*** Texto para leitura ***

Fica evidente que o urbanismo realizado através de grandes projetos, por ser um modelo característico da globalização, tende a direcionar a política urbana em um sentido de padrão único, com perda de identidade locais, sendo a participação social, através de seus mais diferentes mecanismos, uma alternativa para mitigar este processo. A dúvida que persiste, e será analisada no tópico final, é se tais mecanismos tem poder de substituir decisões, ou se tratam apenas de participação.

Outro ponto que merece destaque, já em conclusões finais do tópico, é que a observância de documentos internacionais acaba por ofuscar a existência de conflitos na cidade, diminuindo a visão crítica acerca da utilização destes instrumentos. Esta perda de força dos discursos acerca das discrepâncias sociais em âmbito local, que hipoteticamente já estão inseridos nos modelos internacionais, acaba por diminuir a intensidade e influência da participação, que tende a não se opor a diretrizes vistas como legítimas, visto que decorrem de um processo hipoteticamente desvinculado de questões ideológicas e que recebe indicações, em maior ou menor escala, originadas de movimentos sociais.

Visto o contexto onde está inserida a participação social das operações urbanas consorciadas, passa-se agora a compreender seus fundamentos e quais os mecanismos estão previstos na legislação, assim como, como se dá a atuação dos movimentos sociais, em especial para responder ao questionamento acerca da possiblidade de substituição de decisão.

4. Controle Social nas Operações Urbanas Consorciadas: Participação e Substituição de Decisão

Como visto até aqui, o controle social é usualmente utilizado para referir-se a participação dos cidadãos nas políticas públicas, entretanto, neste trabalho, optou-se por uma distinção entre o termos: controle, tem como resultado a substituição de uma decisão, enquanto participação, esta relacionada com a possibilidade de influência. Ambos tratam de mecanismos da denominada democracia participativa, porém, com efeitos distintos. Para aferir tal distinção nos formatos, se faz necessário observar os mecanismos em concreto, como se pretende neste tópico final.

***

Enunciado A —
Responda com base no texto sobre controle social nas operações urbanas consorciadas:
(i) Que alternativa o texto aponta para mitigar o processo de padronização da política urbana?
(ii) Na distinção adotada no trabalho, qual é o resultado do controle?
(iii) Com que está relacionada a participação?
O texto e os registros vêm de fontes diferentes.

*** Material da tarefa ***

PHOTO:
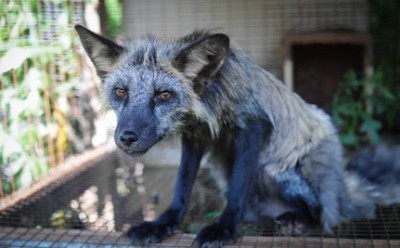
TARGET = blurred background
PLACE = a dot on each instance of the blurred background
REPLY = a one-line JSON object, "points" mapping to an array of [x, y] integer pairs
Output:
{"points": [[342, 55]]}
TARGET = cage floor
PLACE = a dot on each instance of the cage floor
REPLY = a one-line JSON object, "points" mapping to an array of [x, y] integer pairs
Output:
{"points": [[93, 208]]}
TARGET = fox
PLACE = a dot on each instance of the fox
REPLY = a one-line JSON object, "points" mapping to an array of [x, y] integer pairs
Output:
{"points": [[277, 156]]}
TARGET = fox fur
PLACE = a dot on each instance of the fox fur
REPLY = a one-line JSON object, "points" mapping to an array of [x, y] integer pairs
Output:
{"points": [[279, 156]]}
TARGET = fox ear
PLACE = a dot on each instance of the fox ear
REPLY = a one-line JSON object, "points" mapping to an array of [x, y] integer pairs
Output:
{"points": [[103, 52], [202, 60]]}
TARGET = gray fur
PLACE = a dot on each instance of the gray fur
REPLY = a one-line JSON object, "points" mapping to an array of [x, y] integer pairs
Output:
{"points": [[218, 88]]}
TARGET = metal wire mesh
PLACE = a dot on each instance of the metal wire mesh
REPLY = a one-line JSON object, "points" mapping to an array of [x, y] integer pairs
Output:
{"points": [[94, 207]]}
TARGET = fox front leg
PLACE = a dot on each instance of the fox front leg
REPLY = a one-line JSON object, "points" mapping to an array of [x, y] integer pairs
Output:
{"points": [[248, 144], [156, 231]]}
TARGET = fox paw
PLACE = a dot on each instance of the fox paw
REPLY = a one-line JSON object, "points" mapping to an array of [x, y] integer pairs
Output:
{"points": [[215, 235], [150, 232], [289, 224]]}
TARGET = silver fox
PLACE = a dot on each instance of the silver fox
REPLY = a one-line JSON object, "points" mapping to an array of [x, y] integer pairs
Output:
{"points": [[280, 157]]}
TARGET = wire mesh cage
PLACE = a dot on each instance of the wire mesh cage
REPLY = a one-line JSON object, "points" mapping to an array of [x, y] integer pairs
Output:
{"points": [[50, 110]]}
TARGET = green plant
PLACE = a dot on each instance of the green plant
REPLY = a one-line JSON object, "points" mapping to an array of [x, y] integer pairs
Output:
{"points": [[33, 97], [359, 108]]}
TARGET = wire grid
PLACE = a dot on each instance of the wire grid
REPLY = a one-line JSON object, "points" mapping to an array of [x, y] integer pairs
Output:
{"points": [[94, 208]]}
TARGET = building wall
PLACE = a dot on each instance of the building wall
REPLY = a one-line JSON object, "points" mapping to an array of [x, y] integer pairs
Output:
{"points": [[257, 26]]}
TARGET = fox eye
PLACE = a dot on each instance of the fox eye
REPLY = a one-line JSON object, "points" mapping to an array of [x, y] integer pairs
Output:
{"points": [[120, 92], [164, 96]]}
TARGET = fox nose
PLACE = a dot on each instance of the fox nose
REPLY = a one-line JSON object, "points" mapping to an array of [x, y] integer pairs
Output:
{"points": [[128, 137]]}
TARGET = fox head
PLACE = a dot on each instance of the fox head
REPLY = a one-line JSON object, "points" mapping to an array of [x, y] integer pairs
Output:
{"points": [[155, 87]]}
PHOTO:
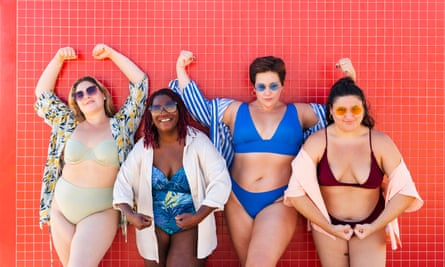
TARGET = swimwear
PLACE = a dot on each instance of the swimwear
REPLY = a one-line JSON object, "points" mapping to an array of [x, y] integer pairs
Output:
{"points": [[77, 203], [327, 178], [254, 202], [171, 197], [105, 152], [380, 206], [286, 140]]}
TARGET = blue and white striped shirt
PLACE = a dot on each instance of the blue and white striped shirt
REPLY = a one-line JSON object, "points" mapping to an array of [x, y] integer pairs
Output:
{"points": [[210, 114]]}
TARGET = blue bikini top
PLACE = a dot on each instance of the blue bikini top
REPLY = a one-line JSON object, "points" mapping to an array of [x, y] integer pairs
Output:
{"points": [[286, 140]]}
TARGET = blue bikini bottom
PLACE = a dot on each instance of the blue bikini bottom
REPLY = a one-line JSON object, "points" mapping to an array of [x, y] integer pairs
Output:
{"points": [[254, 202]]}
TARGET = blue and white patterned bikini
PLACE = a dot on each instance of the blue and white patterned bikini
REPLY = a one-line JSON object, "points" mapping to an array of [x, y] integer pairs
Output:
{"points": [[171, 197]]}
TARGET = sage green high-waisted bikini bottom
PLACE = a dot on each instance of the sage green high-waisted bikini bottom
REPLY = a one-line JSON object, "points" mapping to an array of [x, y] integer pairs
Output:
{"points": [[77, 203]]}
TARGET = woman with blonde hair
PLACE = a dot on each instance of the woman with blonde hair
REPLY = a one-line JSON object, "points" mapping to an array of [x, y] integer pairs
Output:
{"points": [[89, 141]]}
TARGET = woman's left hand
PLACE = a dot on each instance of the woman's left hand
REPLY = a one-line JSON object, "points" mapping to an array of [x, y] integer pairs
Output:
{"points": [[102, 51], [186, 220], [363, 230]]}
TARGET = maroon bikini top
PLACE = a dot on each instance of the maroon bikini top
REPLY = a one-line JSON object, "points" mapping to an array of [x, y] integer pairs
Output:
{"points": [[327, 178]]}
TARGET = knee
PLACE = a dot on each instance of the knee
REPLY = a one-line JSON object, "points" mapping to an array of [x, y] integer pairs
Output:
{"points": [[261, 260]]}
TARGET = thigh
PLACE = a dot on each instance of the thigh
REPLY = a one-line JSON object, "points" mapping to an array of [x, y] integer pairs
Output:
{"points": [[370, 251], [183, 249], [93, 237], [331, 252], [239, 224], [163, 248], [275, 222], [62, 232]]}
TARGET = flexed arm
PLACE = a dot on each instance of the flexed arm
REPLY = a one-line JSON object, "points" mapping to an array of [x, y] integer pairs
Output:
{"points": [[128, 67], [184, 59], [48, 79]]}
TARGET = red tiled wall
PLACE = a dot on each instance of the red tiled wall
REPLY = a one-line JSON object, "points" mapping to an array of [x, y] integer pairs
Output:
{"points": [[397, 48]]}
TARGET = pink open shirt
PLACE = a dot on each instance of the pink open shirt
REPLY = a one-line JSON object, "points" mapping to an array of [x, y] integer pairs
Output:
{"points": [[304, 181]]}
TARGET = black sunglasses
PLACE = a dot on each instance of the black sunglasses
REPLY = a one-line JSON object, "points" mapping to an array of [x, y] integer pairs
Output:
{"points": [[90, 91]]}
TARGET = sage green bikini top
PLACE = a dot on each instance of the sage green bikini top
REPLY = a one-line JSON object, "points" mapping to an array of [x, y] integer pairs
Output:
{"points": [[105, 152]]}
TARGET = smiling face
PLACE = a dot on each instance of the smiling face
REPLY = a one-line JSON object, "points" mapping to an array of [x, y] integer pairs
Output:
{"points": [[347, 112], [270, 82], [89, 98], [164, 113]]}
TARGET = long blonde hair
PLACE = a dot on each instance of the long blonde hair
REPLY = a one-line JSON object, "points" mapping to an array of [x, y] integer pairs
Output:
{"points": [[108, 104]]}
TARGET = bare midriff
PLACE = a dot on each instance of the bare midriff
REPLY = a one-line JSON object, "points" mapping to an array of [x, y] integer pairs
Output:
{"points": [[261, 172]]}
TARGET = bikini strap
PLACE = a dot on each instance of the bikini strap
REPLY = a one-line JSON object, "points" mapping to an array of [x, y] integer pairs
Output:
{"points": [[370, 142], [326, 139]]}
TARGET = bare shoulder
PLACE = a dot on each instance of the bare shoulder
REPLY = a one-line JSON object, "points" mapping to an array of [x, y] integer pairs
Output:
{"points": [[306, 114], [386, 151], [230, 113], [381, 141], [315, 145], [303, 107]]}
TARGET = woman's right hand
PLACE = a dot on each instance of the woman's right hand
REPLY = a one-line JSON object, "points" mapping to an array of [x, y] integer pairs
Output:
{"points": [[184, 59], [66, 53], [342, 231], [140, 221]]}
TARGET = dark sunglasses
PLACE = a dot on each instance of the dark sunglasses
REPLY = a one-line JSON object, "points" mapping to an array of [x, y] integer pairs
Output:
{"points": [[260, 87], [90, 91], [355, 110], [157, 109]]}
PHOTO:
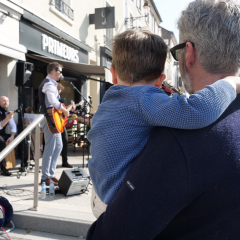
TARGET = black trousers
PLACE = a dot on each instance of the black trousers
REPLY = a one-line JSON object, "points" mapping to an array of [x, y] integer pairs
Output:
{"points": [[3, 139], [65, 146]]}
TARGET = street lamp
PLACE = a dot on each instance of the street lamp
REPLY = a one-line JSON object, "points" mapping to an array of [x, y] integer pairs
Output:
{"points": [[146, 9]]}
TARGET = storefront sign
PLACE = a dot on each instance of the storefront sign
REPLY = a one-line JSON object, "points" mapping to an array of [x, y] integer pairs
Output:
{"points": [[60, 49], [105, 57]]}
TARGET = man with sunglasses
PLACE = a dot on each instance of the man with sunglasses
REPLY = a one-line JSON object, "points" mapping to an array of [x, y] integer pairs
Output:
{"points": [[48, 97], [185, 183]]}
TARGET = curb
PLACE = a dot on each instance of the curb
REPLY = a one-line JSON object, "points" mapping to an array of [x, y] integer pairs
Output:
{"points": [[51, 225]]}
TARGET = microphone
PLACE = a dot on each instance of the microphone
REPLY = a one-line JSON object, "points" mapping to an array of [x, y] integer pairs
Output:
{"points": [[68, 79]]}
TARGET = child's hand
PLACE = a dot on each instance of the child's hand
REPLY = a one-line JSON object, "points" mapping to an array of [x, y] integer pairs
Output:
{"points": [[234, 81]]}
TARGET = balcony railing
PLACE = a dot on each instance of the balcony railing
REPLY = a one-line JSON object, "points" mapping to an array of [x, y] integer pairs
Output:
{"points": [[107, 42], [62, 7]]}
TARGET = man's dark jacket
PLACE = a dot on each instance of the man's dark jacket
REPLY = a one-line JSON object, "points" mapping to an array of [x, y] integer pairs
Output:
{"points": [[185, 185]]}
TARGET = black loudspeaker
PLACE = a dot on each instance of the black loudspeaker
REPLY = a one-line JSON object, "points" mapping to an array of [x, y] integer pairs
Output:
{"points": [[74, 181], [23, 73]]}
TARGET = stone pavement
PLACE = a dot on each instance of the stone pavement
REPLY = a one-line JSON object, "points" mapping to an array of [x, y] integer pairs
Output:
{"points": [[70, 215]]}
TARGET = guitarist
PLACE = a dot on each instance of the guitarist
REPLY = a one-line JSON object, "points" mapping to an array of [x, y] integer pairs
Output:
{"points": [[4, 120], [48, 97]]}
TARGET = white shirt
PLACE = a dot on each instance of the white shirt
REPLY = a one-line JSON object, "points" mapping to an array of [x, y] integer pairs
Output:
{"points": [[11, 124]]}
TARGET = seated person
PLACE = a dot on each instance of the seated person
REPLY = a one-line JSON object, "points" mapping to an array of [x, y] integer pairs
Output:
{"points": [[4, 120]]}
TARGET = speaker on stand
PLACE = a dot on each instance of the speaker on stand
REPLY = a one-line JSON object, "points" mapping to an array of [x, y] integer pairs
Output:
{"points": [[73, 181]]}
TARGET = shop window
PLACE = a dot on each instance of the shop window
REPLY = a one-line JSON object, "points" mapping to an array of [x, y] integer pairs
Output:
{"points": [[63, 7]]}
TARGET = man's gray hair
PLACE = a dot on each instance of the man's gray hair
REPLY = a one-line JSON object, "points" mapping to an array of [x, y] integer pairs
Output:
{"points": [[214, 27]]}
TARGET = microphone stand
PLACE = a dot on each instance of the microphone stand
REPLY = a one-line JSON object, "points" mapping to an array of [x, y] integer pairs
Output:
{"points": [[89, 103]]}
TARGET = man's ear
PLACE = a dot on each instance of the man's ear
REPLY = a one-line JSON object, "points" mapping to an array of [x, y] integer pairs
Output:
{"points": [[114, 75], [160, 80], [190, 54]]}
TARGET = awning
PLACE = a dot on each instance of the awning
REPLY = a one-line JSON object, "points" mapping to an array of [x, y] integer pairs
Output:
{"points": [[85, 69], [16, 51]]}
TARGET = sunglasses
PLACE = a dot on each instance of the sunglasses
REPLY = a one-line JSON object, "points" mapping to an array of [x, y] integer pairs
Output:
{"points": [[175, 50], [59, 71]]}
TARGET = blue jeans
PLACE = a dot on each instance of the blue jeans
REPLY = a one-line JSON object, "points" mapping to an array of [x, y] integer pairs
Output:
{"points": [[52, 150]]}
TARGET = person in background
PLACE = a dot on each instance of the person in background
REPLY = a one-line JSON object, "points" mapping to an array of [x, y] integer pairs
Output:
{"points": [[64, 152], [184, 185], [6, 119]]}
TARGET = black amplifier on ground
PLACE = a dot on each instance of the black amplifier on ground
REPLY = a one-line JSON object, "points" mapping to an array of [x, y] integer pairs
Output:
{"points": [[74, 181]]}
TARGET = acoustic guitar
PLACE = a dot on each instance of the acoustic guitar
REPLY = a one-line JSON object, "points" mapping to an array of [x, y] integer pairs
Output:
{"points": [[56, 120]]}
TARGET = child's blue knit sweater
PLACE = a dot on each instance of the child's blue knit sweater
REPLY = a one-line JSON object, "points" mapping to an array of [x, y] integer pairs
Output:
{"points": [[124, 119]]}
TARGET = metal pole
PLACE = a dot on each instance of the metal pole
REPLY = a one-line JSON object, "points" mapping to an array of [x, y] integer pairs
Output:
{"points": [[36, 174]]}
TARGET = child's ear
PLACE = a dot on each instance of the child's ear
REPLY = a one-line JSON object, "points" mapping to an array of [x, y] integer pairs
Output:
{"points": [[160, 81], [114, 75]]}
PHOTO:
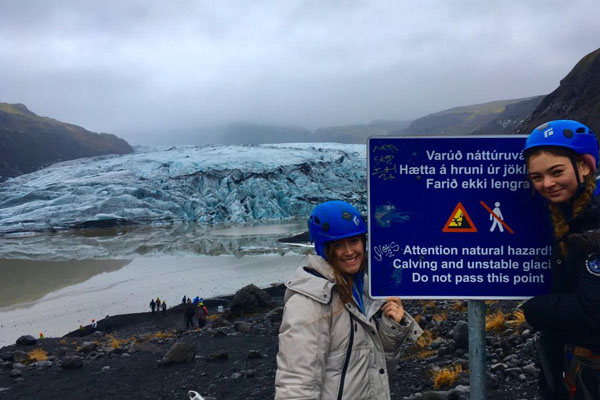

***

Enunciado B —
Nos registros, comece na linha que contém "TARGET = child's blue knit sweater" e vá até o fim dos registros. Reescreva essas linhas trocando "metal pole" por "steel pole", sem alterar mais nada, e deixe as imagens fora da resposta.

Resolução A —
(i) A participação social, através de seus mais diferentes mecanismos.
(ii) A substituição de uma decisão.
(iii) Com a possibilidade de influência.

Resolução B —
TARGET = child's blue knit sweater
PLACE = a dot on each instance of the child's blue knit sweater
REPLY = a one-line JSON object, "points" mapping to an array of [x, y] integer pairs
Output:
{"points": [[124, 119]]}
TARGET = steel pole
PLACE = a dot on each instance of the steel pole
REPLY = a one-line JSON object, "points" mapping to an array of [x, y] integer pairs
Output:
{"points": [[36, 174]]}
TARGET = child's ear
PLACE = a dot on each instance of the child's ear
REPLY = a one-line JSON object, "points" mapping to an array of [x, y] integer pairs
Output:
{"points": [[160, 81], [114, 75]]}
PHOTO:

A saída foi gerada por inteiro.